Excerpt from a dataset
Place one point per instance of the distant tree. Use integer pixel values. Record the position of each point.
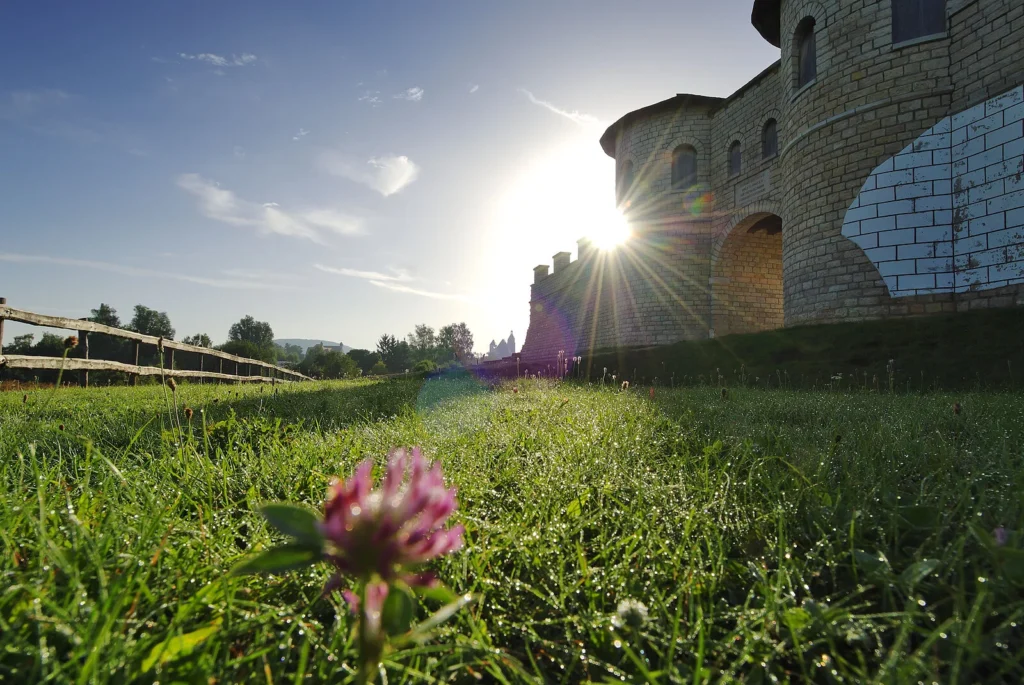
(402, 358)
(386, 347)
(152, 323)
(23, 344)
(422, 342)
(424, 366)
(107, 315)
(288, 352)
(200, 340)
(321, 362)
(365, 358)
(249, 330)
(247, 349)
(101, 345)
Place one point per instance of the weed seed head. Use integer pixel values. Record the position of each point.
(630, 613)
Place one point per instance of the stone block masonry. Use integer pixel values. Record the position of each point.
(890, 184)
(946, 214)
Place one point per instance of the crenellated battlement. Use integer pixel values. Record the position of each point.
(872, 171)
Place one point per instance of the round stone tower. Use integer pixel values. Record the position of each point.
(876, 170)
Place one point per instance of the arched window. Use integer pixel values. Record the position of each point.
(918, 18)
(806, 43)
(625, 180)
(684, 167)
(735, 158)
(769, 139)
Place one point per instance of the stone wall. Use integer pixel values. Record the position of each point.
(946, 215)
(747, 283)
(873, 105)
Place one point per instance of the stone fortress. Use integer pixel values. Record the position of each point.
(873, 171)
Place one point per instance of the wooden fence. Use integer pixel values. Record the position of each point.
(264, 373)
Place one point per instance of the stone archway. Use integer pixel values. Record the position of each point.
(747, 276)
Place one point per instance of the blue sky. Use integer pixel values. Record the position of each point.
(339, 169)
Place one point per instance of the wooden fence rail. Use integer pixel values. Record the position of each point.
(266, 373)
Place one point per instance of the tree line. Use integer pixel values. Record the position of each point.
(423, 349)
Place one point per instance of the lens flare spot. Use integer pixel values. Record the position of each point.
(610, 230)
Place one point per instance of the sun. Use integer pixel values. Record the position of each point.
(609, 230)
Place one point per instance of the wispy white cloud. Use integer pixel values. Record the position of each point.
(573, 116)
(222, 205)
(387, 174)
(47, 112)
(220, 61)
(396, 273)
(123, 269)
(398, 288)
(393, 282)
(371, 97)
(414, 94)
(26, 102)
(259, 274)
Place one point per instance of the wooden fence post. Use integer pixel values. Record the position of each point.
(134, 377)
(3, 301)
(83, 340)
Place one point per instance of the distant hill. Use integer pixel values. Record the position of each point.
(306, 343)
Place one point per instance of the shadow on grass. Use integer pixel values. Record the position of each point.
(452, 384)
(327, 407)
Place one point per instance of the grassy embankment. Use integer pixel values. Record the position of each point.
(824, 537)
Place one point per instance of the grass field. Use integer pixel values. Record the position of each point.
(773, 536)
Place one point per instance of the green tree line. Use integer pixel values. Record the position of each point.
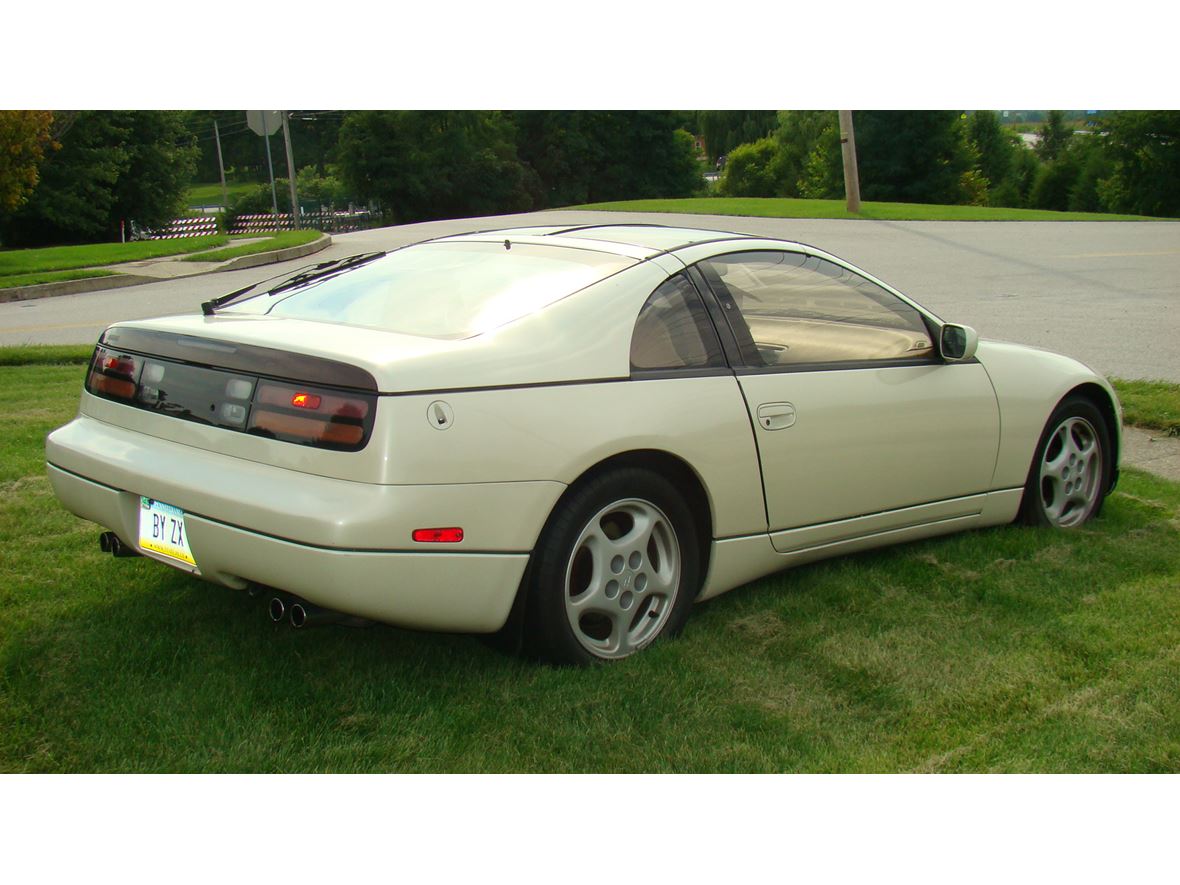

◆ TASK GOAL: Give again the lines from the line that contains "Place one point per instance of the stone fortress." through the last line of the material above, exactly and with both ends included. Omit the pictures.

◆ ANSWER TO THE TASK:
Place one point per instance of the stone fortress. Use integer pixel values. Record the position of each point.
(873, 171)
Place one point per instance of the wooden fence. Use integer pixel values. Record the position of each point.
(264, 373)
Place one point per instance of the stone archway. Use integer pixel values. Record the position of each point.
(747, 276)
Place one point per instance of the blue sky. Use integer pixel values. Record the position of each point.
(339, 169)
Place one point per instance of the wooden fence rail. Use integer pixel values. Record the position of each point.
(266, 373)
Place one point per instance of the tree line. Use integer pixel values. Record the position of each point.
(423, 349)
Place one point per instance of the lens flare spot. Use integer pixel values. Record the position of each point.
(610, 230)
Place one point per instance of the sun. Use integer pixel values. Record the position of each point.
(609, 230)
Place one point per instance of the wispy white cloud. Use integer pixel values. Record the position of each point.
(573, 116)
(222, 205)
(387, 174)
(47, 112)
(220, 61)
(396, 273)
(123, 269)
(398, 288)
(393, 282)
(371, 97)
(414, 94)
(26, 102)
(259, 274)
Place one point per instance of the wooden fence post. Use integer pixel values. Record the position of each point.
(134, 377)
(3, 301)
(83, 340)
Place one point per instance of the distant hill. Use integer pixel values. Record the position of each point.
(306, 343)
Place one point per instance of the shadow on grass. Use integer pixel values. Record the position of each point.
(452, 384)
(327, 407)
Place one point per instance of the grassy embankment. Use integer pixel values. Record the position of each point.
(824, 537)
Place one point per instance of the grass field. Use integer pixel values. Record the position of each point.
(773, 536)
Place one point per instance of the green tree line. Use integer pixel values. Record the position of each point.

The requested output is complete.